======== Records for this task ========

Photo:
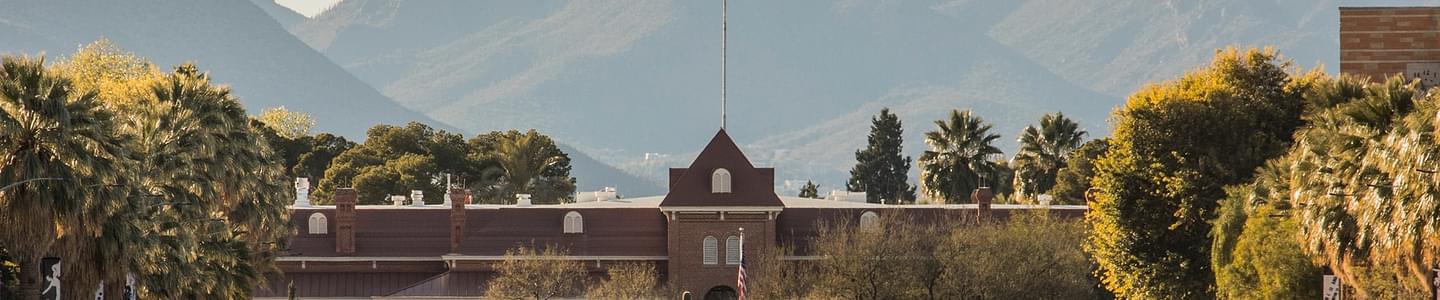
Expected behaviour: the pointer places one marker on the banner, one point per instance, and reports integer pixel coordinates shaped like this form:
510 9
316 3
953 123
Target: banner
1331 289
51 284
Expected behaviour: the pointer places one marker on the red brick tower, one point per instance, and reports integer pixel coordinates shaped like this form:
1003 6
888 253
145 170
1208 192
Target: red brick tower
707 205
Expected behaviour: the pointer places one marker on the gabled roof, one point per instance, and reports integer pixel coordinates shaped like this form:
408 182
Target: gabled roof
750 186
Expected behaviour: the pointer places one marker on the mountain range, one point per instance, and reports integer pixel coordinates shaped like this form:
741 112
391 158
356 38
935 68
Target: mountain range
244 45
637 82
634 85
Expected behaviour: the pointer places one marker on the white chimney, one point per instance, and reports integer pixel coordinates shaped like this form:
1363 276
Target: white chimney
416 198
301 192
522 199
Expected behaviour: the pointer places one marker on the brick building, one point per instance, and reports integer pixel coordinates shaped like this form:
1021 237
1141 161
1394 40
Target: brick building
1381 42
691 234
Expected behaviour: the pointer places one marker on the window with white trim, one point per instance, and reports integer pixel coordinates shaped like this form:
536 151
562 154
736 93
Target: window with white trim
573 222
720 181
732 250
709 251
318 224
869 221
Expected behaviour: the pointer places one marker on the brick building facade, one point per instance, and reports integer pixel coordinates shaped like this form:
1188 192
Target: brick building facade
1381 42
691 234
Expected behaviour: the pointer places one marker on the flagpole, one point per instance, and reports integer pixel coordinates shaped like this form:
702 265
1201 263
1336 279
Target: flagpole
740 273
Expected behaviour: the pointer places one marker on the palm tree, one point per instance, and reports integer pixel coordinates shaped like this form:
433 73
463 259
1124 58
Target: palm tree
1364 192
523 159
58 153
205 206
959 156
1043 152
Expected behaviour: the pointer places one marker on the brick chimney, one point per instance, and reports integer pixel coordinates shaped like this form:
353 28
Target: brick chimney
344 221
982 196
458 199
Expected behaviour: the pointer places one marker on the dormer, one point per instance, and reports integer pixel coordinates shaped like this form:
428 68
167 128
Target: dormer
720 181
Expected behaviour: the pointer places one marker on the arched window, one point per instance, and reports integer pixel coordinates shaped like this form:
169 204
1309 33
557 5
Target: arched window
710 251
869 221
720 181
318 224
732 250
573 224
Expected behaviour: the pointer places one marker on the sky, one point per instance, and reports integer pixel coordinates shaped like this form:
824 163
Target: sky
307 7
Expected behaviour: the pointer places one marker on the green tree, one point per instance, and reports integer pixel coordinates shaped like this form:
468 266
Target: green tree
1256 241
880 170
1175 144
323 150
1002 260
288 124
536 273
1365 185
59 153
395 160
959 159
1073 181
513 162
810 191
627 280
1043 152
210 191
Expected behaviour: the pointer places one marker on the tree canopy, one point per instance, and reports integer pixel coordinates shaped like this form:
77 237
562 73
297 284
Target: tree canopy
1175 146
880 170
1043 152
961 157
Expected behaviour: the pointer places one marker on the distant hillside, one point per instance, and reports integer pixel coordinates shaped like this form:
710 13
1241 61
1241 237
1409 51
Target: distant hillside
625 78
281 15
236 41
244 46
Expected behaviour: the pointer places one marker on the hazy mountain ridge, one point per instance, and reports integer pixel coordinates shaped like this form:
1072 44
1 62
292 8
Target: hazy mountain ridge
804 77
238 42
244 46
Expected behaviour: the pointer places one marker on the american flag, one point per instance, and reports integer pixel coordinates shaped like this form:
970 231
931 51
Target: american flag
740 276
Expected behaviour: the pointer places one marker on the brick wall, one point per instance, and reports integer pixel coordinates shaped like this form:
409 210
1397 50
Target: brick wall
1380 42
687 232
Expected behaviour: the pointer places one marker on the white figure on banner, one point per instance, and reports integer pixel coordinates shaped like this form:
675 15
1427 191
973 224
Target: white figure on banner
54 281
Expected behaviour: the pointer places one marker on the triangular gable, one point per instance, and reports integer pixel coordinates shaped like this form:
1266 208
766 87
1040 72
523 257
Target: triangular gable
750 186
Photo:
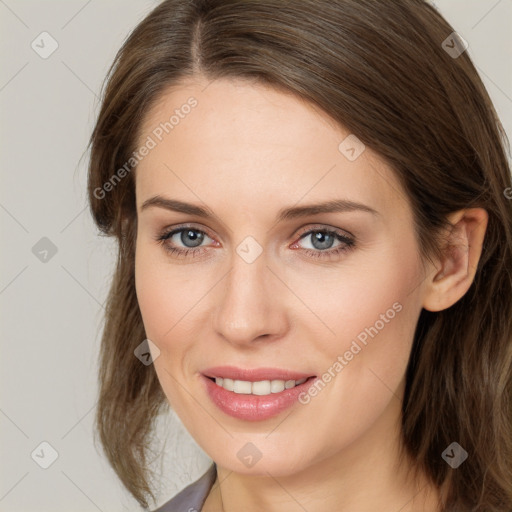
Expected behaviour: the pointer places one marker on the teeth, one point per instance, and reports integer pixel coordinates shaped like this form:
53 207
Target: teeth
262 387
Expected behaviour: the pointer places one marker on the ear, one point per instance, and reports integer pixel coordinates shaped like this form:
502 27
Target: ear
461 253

========

### What is expected
The data above must be written out again word for word, without its pictures.

### Exercise answer
Photo:
Expected behaviour: the pointer places one marker on the banner, one point per instance, and reports integer pixel coordinates shaped like this form:
510 9
316 3
953 123
Target: banner
1331 289
51 284
Expected behaviour: the pointer places one marker on the red brick tower, one point per instance, and reports integer pixel coordinates shaped like this form:
1003 6
888 253
145 170
1208 192
Target: red brick tower
707 205
Expected behaviour: the pointer places one marker on the gabled roof, one point per instance, and reports integer pixel coordinates shaped like this form:
408 182
Target: gabled roof
750 186
Expected behaviour: the pointer places one marker on the mountain range, one point per instance, and reports integer pixel coordinates shaped like this form:
741 112
391 158
356 38
935 68
Target: mountain range
244 45
637 82
634 85
Expected behaviour: the pointer places one marker on the white chimney, one point per instance, and reports integer pixel coordinates shaped like this form:
1363 276
Target: white chimney
416 198
301 192
522 199
Expected behaviour: the pointer places one marker on the brick building, one point per instance, and reports integer pixel coordinates shaped like this form:
1021 237
1141 161
1394 40
Target: brick building
1381 42
691 234
Expected behaviour: the pointer places one marker on the window with white trim, one point per instance, and reports integer pixel coordinates shaped like this form:
536 151
562 154
736 93
Target: window with white trim
573 222
720 181
732 250
709 251
318 224
869 221
Expected behaviour: the pointer places one marker on the brick building facade, one point per instance, and reports integer pixel coordinates shaped like this form:
1188 192
Target: brick building facade
1381 42
691 234
Expected behaviour: the pointer places one marker on the flagpole, one point per instance, and reports integer pixel coordinates shaped like this form:
702 265
1201 263
1336 279
Target: flagpole
740 273
Expected behaviour: the pointer places one marker on the palm tree, one point per instance, and reports integer pixel coordinates shaped like this form:
433 73
463 259
1124 58
Target: palm tree
1364 192
523 159
58 153
205 206
959 156
1043 152
Expected behaviour: the pointer places one marker on the brick chimney, one point per instance, and reports integer pixel coordinates shaped like this form:
353 28
Target: brick chimney
344 221
982 196
458 199
Expected behaviour: the pointer places one marker on the dormer, one point per instance, and reports integer pixel coordinates shaped like this form:
428 68
167 128
Target: dormer
720 181
Expected behaviour: the pointer places one marker on the arched window, one point per instance, and reports integer pixel coordinates shaped like this form:
169 204
1309 33
557 5
Target: arched window
710 251
869 221
720 181
318 224
732 250
573 224
Expected behaviour: the pointer places one marker on the sky, one point per instance, and reports integer pixel coordinates shaped like this form:
824 163
Target: sky
307 7
Expected behaviour: the pointer places one marker on the green tree, one point per instance, and reports integer pixel coordinates shaped like this form:
468 266
Target: green tree
1256 241
880 170
1175 144
323 150
1002 260
288 124
536 273
1365 185
59 153
395 160
959 159
1073 181
513 162
810 191
627 280
1043 152
210 191
Expected behaviour: the pointer places one marker on the tree canopy, one point per instance, and reports integer pixel coordinates shaped like this form:
77 237
562 73
297 284
Target: tree canopy
1175 146
880 170
1043 152
961 157
Expected behaviour: the pointer places one marker on the distant hillside, one point per instance, and reports integer pixel coordinates shaped like this form:
710 13
1241 61
1241 237
1409 51
Target: distant hillside
625 78
281 15
236 41
244 46
Expected behaviour: the pointer places one marker on the hazy mountain ridge, one point per instance, and reports integer pixel coordinates shaped like this form:
1072 44
1 62
292 8
Target: hazy mountain ridge
804 77
238 42
244 46
Expected behaviour: the pointer places one marker on the american flag, one point per instance, and reports integer pixel coordinates shaped like this form:
970 231
931 51
Target: american flag
740 276
Expected behaviour: the pointer places one marker on the brick wall, one point per instance, and reports integer pixel coordinates shaped like this form:
409 210
1397 50
Target: brick wall
1380 42
687 232
Expected behaviour: the pointer places one marker on the white figure on banner, one point per instance, and reports integer pixel coordinates shaped like this form:
675 15
1427 191
973 224
Target: white figure on banner
54 281
Expected behaviour: the pointer places one marker on the triangular gable, one point per instance, and reports integer pixel coordinates shaped like this form:
1266 208
766 87
1040 72
523 257
Target: triangular gable
750 186
Photo:
Expected behaviour: the pointer places one marker on the teeth, one point per instance, and reports integer pixel coordinates shaped like this form:
53 207
Target: teeth
262 387
Expected behaviour: the pointer places one marker on the ear, one point per instance, and reports integer pixel coordinates shaped like this form:
502 27
Target: ear
461 253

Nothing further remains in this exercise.